4.05.2007

BEN Bİ ŞİYLER YAZDIM YİNE!!


Nasılsınız bakalım huzur pıtırcıklarım?
Cuma günüyle aranız nasıl?
Ben Cuma günlerini küçüklüğümden beri,
çok severim nedense.
Hayır,
kendisi haftasonuna dahil değildir aslında.
Tamamiyle bir iş günüdür.
Hatta,
ben cumartesileri de çalıştığım için,
haftasonuna,
tatile,
hiç dahil değildir!
Ancak şu "Tatil’ e 1 kala modu",
bana neredeyse tatilin kendisinden daha tatlı,
daha heyecanlı gelmektedir.
( bkz. yolculuğun kendisinin gidilecek yerden daha değerli hale gelmesi )

Üstelik Cuma günleri ödeme günü olduğundan,
artı bir iş yoğunluğu olmasına rağmen.

Bir de yarın
- bi aksilik çıkmazsa –
Örümcek Adam 3’ e gidecek olmamızın da bi etkisi var bu
"iyimserlik hali" nde.
Evet çocuk filmi biliyorum ne var?
Tam çizgi film mantığı,
bunu da biliyorum tamam!
Ama arada bir ihtiyaç var böyle şeylere.
Hem,
takip edenler bilir,
ben "büyük filmleri" ne gidiyorum en çok.
Ayrıca yetişkin olmaktan kim ne hayır görmüş ki,
biz de biraz çocuk kalalım geyiğine sardırmayın beni!
Beynimizin ufak bi kısmı hala 7 yaşında,
napalım yani!

Madem ciddi konu yazmak zorunda hissediyorum kendimi,
hemmmmen bi kitap tavsiye edeyim.
Şu an Hulki Cevizoğlu / İşgal ve Direniş’ i okuduğumu söylemiştim.
Henüz kitabın ortalarındayım
ama şunu da söylemek zorundayım,
gerçekten çok güzel bir kitap.
1919’ da işgal altındaki Türkiye ile
2000’ li yılların Türkiye’ sini birebir karşılaştırıyor
ve aslında farkında olmasak da,
şu an yaşadıklarımızın çok da farklı olmadığını vurguluyor.
Üstelik bunu çok sade,
çok anlaşılır bir dille yapıyor.

Özellikle çocuğu olan herkese şiddetle tavsiye ediyorum,
otursunlar,
bu kitabı çocuklarına okusunlar.
Atatürk sevgisini,
vatan sevgisini,
bu ülke için kimlerin ne fedakarlıklar yaptığını
küçük yaştan iyice öğrensinler.
Öğrensinler ki,
ileride kafalarını yanlışlarla doldurmaya çalışanlar çıktığında,
saçma fikirlere kapılmasınlar.

Kitapta özellikle dikkatimizi çekmesi gereken,
işgal altında olmamız değil aslında.
İşgal başladıktan sonra İstanbul Hükümeti’ nin
ve bir kısım vatandaşımızın takındığı tavır.

Karşımızdaki güçlü ordular
ve bizim hiçbirine sahip olmadığımız silahlar karşısında acizliğimize,
mağlup olacağımıza o kadar inanmışlar ki,
iyi niyetli olan insanlar arasında bile,
şu safça düşünce yayılmış
"nasıl olsa kesin olarak ülkemiz başkalarının eline geçecektir.

* Sıralı Satırlar:

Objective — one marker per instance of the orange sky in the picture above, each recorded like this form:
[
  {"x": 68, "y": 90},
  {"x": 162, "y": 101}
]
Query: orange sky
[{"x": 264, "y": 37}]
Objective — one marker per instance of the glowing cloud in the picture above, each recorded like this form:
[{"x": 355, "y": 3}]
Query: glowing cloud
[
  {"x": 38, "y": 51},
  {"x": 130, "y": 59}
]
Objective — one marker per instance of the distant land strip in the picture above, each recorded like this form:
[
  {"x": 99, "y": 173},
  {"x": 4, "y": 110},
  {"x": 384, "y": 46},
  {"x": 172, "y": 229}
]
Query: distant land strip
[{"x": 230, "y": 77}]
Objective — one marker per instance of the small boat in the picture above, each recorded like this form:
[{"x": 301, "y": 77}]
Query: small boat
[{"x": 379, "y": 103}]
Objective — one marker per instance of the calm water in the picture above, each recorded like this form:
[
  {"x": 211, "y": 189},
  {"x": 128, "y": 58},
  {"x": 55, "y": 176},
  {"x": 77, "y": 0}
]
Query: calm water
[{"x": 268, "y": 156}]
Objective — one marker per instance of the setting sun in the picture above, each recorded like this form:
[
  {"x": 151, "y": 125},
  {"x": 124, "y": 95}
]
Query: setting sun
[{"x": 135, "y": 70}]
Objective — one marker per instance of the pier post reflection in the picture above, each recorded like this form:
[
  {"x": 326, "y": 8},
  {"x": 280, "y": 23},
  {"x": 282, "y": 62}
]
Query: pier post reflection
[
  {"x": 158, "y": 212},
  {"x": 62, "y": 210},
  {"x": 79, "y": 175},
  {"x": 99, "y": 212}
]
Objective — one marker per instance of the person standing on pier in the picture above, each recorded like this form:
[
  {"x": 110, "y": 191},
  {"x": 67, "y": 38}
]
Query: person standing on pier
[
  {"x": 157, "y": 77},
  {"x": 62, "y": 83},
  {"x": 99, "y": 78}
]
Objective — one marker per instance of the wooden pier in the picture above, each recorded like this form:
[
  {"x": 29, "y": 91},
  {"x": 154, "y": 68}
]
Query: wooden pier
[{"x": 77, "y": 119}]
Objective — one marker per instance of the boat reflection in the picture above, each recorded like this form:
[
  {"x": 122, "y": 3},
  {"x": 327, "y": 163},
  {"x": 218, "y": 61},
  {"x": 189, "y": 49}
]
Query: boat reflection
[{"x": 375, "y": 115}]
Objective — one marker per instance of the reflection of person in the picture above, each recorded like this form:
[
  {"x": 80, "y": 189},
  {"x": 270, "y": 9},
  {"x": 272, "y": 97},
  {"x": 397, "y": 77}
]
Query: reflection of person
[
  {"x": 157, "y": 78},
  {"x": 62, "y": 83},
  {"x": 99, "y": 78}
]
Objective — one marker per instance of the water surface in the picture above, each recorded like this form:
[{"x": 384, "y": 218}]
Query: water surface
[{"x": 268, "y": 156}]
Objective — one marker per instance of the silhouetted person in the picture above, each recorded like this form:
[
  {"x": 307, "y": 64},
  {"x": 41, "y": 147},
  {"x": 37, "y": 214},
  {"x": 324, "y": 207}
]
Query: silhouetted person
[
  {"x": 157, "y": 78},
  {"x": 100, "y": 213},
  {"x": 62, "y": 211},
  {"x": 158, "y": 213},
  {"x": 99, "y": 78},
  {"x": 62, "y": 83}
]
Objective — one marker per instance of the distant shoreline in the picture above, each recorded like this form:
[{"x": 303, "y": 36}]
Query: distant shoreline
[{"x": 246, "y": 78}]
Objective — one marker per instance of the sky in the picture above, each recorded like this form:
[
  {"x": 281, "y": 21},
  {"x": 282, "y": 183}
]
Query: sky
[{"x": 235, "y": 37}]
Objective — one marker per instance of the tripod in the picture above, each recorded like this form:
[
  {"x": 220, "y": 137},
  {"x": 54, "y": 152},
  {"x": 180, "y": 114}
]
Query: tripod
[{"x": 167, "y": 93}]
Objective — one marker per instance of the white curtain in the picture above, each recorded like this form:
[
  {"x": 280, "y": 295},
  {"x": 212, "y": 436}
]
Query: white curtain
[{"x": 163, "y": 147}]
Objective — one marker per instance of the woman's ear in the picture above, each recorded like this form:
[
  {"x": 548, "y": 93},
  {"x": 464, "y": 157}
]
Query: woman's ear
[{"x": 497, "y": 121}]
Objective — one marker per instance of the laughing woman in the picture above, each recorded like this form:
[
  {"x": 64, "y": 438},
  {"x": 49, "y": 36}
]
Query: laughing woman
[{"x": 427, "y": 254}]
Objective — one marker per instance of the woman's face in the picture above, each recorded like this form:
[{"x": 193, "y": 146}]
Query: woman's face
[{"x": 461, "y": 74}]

* Görevin Gerekleri:
Blog yazısındaki "Tam çizgi film" ifadesinden başlayıp "kitap tavsiye edeyim." ifadesine kadar (bu ifade de dahil) olan kısmı hiç değiştirmeden yazın.

* Çözümlü Cevap:
Tam çizgi film mantığı,
bunu da biliyorum tamam!
Ama arada bir ihtiyaç var böyle şeylere.
Hem,
takip edenler bilir,
ben "büyük filmleri" ne gidiyorum en çok.
Ayrıca yetişkin olmaktan kim ne hayır görmüş ki,
biz de biraz çocuk kalalım geyiğine sardırmayın beni!
Beynimizin ufak bi kısmı hala 7 yaşında,
napalım yani!

Madem ciddi konu yazmak zorunda hissediyorum kendimi,
hemmmmen bi kitap tavsiye edeyim.